Pointing records |

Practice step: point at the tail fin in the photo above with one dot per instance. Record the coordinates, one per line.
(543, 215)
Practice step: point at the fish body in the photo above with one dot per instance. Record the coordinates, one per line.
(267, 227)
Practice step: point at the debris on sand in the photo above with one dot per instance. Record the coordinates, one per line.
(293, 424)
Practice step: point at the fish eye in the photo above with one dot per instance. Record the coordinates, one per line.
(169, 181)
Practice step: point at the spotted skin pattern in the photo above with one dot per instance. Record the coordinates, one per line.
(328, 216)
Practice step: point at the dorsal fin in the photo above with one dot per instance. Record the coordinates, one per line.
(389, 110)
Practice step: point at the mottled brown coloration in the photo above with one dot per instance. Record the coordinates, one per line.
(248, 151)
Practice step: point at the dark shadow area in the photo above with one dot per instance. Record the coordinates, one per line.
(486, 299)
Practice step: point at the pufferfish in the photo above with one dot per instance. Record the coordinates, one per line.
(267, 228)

TASK OBJECTIVE | Duplicate every one of the records above word for word, keeping each line as it stands.

EXERCISE OUTPUT |
Practice step: point at the tail fin in the photo above with one dot per instance. Record the coordinates, one per line.
(543, 215)
Practice step: point at the fish body in the photo above with one dot per instance. Record the coordinates, one per line.
(267, 227)
Practice step: point at the debris on sand in the photo above with one dot per instance. Record the coordinates, one per line.
(293, 424)
Practice step: point at the fish eye in the photo above with one dot per instance. Record the coordinates, one per line.
(169, 181)
Practice step: point at the spotted skin pattern in the photo above with one dot per instance. Record the coordinates, one per line.
(328, 216)
Practice step: point at the dorsal fin in the photo above with one dot per instance. Record the coordinates, one per line.
(389, 110)
Practice step: point at the mottled brown coloration in the photo above with one dot per instance. Record the coordinates, one per line.
(248, 151)
Practice step: point at the dark shadow area in the photo above with one dot per instance. Record the coordinates, one per line.
(486, 299)
Practice step: point at the pufferfish in the photo above with one dot per instance. Record the coordinates, one per line.
(267, 228)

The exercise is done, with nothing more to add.